**TASK STATEMENT:**
Write out the data that follows. Keep every character unchanged.

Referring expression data
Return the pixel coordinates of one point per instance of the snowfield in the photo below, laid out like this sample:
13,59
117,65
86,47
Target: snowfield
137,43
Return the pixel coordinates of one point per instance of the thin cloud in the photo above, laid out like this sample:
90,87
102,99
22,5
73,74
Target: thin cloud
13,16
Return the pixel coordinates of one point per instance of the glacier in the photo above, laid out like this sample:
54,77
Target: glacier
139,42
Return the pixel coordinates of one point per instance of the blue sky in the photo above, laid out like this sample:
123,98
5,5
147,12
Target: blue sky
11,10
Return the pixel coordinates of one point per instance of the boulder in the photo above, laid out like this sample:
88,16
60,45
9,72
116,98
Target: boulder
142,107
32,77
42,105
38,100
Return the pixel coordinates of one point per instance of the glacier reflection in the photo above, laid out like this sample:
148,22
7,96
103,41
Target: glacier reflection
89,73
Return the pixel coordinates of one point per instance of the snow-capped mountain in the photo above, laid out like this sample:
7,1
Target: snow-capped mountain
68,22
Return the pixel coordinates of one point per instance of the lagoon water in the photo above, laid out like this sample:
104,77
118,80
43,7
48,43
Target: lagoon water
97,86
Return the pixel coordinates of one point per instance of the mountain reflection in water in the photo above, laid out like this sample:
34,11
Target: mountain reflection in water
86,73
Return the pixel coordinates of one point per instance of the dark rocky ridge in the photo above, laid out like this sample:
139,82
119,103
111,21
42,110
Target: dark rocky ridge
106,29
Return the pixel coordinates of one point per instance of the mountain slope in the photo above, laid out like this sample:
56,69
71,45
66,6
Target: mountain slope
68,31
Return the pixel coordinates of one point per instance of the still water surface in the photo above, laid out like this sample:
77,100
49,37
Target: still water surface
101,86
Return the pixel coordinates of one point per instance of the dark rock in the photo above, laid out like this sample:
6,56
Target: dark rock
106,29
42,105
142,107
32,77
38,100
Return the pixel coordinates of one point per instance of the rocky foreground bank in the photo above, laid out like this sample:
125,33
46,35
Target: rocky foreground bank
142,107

**OUTPUT OF THE TASK:**
Return the pixel coordinates of one point per instance of the snowfield in the photo below, laid out like this sample:
13,59
117,65
86,47
Target: snowfield
137,43
Return the pixel coordinates of one point per instance of the thin cloud in the photo above, laid out like this sample:
90,87
102,99
22,5
73,74
Target: thin cloud
13,16
Return the pixel coordinates of one point per instance of the glacier in the photo above, laid out like this sample:
54,77
Target: glacier
139,42
Return the pixel coordinates of one point per instance of the blue sky in the photo above, laid out like this sample:
123,98
5,5
147,12
Target: blue sky
11,10
Return the pixel coordinates of one point per instance of the boulder in the photo above, laid out like this sample:
88,16
60,45
9,72
116,98
Target: boulder
142,107
32,77
42,105
38,100
Return the pixel coordinates of one point per instance of the glacier reflection in the photo above, laid out like this sample:
148,22
7,96
103,41
Target: glacier reflection
89,73
Return the pixel coordinates of one point per instance of the snow-capped mountain in the photo above, laid out like this sample:
7,1
Target: snow-capped mountain
68,22
Return the pixel coordinates of one point per instance of the lagoon water in the photo above, laid out like this sample:
104,77
118,80
43,7
48,43
Target: lagoon water
97,86
Return the pixel coordinates of one point per instance of the mountain reflection in water in the photo above, laid out like this sample:
34,11
Target: mountain reflection in water
86,73
Return the pixel coordinates of one point per instance of the dark rocky ridge in the photo above, laid out like this sample:
139,82
119,103
111,21
42,110
Target: dark rocky ridge
106,29
Return the pixel coordinates of one point per instance of the mountain slope in the photo above, laid out like this sample:
56,69
71,45
66,6
Target: mountain slope
68,31
Return the pixel coordinates of one point per instance of the still water surface in the photo above, laid out like this sample:
77,100
49,37
Target: still water surface
101,86
Return the pixel coordinates of one point per instance of the dark rock in the photo above, laid out like this sample:
6,56
Target: dark rock
106,29
42,105
142,107
32,77
38,100
Return the pixel coordinates of one point per instance of the rocky foreground bank in the photo above, laid out like this sample:
125,33
46,35
Target: rocky foreground bank
142,107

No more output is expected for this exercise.